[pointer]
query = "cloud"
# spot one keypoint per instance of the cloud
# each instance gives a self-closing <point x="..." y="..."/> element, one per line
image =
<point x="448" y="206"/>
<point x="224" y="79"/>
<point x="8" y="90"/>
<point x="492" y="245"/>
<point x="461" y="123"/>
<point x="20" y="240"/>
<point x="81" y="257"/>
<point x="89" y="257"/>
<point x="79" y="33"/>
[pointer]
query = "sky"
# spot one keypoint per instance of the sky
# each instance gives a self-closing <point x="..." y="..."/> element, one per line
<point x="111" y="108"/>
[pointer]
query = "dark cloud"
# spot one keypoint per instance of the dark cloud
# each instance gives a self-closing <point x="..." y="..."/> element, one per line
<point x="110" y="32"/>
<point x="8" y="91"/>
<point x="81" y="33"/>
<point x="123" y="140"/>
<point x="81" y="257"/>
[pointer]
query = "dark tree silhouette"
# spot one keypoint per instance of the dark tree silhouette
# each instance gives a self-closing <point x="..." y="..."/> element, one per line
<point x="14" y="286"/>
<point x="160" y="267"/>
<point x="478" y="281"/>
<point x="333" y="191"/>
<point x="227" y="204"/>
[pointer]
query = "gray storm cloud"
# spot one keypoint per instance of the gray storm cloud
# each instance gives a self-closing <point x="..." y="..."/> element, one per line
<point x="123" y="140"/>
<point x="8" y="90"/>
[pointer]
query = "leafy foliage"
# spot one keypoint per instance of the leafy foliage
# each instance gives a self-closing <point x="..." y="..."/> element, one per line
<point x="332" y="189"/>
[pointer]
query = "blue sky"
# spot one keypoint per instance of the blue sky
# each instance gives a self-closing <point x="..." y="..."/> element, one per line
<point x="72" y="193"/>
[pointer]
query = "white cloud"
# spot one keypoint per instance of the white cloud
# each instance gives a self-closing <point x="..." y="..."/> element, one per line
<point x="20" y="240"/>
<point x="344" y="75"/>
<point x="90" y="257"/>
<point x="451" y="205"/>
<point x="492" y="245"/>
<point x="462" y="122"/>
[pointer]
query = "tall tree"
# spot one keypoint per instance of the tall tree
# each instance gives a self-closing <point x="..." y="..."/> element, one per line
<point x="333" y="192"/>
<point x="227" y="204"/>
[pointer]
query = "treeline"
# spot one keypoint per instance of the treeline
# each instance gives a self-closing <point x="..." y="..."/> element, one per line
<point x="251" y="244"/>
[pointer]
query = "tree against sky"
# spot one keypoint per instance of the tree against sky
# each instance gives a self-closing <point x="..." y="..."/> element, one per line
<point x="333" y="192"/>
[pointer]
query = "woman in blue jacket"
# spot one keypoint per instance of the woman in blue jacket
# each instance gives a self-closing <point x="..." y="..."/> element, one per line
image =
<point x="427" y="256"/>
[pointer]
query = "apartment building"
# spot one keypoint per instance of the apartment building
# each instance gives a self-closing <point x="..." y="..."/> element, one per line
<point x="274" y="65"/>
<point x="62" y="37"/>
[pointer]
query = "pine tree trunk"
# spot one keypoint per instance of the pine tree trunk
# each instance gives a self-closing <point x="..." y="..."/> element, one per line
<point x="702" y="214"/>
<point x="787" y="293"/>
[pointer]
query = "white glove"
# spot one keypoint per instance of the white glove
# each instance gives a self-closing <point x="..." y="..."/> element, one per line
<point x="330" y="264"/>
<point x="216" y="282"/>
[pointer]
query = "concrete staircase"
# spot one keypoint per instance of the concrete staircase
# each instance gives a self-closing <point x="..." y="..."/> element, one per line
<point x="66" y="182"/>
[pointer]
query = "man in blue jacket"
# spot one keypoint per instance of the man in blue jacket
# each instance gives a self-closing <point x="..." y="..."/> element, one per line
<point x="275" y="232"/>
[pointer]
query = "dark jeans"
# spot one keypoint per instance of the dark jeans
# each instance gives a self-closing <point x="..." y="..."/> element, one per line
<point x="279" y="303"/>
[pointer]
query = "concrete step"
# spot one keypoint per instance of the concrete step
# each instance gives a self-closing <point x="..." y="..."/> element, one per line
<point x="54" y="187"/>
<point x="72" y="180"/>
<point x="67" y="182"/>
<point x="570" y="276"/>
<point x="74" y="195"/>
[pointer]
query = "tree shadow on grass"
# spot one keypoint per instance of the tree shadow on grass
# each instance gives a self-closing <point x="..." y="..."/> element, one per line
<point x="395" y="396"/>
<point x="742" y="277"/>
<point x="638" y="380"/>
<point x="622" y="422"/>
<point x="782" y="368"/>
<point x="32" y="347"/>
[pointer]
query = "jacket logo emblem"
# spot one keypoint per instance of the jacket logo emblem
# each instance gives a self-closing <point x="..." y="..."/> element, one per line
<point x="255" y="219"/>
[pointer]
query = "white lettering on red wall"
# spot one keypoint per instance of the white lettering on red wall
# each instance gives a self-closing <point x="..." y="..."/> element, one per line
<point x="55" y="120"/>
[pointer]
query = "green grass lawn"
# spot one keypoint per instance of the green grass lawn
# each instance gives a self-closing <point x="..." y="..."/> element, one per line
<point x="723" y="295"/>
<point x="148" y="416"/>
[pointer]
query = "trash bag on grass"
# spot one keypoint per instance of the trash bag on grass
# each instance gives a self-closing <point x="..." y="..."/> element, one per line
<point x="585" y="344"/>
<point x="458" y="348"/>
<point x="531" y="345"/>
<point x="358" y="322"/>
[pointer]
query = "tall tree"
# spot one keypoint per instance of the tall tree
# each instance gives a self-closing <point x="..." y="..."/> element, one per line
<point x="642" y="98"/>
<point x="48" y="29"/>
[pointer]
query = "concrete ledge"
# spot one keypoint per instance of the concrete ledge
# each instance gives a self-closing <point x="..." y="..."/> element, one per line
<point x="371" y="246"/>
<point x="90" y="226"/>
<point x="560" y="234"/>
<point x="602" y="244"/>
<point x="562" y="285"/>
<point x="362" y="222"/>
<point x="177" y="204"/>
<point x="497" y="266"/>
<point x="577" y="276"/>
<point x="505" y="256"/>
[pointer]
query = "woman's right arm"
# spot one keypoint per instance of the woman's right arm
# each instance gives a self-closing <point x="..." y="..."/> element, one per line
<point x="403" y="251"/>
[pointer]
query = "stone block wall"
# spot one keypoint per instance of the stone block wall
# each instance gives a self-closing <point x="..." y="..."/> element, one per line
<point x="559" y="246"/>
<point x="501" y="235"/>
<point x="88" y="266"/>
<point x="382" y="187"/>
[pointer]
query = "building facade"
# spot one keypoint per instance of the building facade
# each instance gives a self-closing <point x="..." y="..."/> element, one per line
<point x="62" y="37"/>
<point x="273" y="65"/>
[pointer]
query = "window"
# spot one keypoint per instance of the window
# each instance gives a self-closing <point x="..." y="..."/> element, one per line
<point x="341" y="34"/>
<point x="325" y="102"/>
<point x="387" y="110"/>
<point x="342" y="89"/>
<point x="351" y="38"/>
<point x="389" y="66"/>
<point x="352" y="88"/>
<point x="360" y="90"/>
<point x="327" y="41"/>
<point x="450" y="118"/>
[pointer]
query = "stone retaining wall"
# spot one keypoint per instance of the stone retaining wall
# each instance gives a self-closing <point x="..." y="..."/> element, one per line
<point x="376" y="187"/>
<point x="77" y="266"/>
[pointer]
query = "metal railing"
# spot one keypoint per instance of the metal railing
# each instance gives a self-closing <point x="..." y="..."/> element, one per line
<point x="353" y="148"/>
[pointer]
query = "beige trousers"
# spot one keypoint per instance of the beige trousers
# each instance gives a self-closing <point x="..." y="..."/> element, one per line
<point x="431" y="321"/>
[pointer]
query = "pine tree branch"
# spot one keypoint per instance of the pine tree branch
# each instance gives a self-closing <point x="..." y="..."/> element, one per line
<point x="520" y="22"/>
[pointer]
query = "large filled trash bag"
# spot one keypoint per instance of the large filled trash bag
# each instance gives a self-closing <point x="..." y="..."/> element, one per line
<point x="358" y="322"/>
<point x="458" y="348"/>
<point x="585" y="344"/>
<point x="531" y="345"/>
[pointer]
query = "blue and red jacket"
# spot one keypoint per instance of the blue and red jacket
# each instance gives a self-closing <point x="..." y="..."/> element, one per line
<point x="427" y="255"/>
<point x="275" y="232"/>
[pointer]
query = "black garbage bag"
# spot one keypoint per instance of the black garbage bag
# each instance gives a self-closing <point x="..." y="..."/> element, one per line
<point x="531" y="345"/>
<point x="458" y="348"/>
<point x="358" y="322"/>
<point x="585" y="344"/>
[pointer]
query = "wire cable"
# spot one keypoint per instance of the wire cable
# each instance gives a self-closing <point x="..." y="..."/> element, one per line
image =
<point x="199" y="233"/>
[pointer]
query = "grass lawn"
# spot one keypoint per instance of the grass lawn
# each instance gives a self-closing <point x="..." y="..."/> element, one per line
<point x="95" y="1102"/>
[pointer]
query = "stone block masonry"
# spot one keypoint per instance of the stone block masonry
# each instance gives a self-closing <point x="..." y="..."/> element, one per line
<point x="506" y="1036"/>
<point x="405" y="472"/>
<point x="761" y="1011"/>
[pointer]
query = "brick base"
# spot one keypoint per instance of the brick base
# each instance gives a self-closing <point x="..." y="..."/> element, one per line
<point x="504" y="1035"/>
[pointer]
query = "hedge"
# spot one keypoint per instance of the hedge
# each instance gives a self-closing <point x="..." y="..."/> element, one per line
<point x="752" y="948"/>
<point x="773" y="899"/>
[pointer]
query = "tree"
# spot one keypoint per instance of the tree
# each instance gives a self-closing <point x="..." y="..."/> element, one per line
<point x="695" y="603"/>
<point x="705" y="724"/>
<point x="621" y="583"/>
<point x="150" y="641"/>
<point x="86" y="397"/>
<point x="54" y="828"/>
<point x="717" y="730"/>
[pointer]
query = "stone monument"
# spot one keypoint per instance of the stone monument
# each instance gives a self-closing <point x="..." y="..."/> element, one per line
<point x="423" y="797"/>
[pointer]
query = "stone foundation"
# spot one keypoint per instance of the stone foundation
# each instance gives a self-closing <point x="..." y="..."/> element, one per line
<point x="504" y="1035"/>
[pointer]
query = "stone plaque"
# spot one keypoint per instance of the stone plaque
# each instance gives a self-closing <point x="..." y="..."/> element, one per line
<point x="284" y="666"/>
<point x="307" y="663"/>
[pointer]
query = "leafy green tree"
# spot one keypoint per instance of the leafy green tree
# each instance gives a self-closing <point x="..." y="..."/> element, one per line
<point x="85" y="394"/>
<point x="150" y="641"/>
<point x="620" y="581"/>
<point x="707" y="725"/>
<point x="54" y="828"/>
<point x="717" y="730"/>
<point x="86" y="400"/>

▶ **Stated problem**:
Pick out every line above that contains the word "apartment", and copy each one in full.

▶ **Answer to this exercise**:
query = "apartment building"
# spot one keypoint per instance of the apartment building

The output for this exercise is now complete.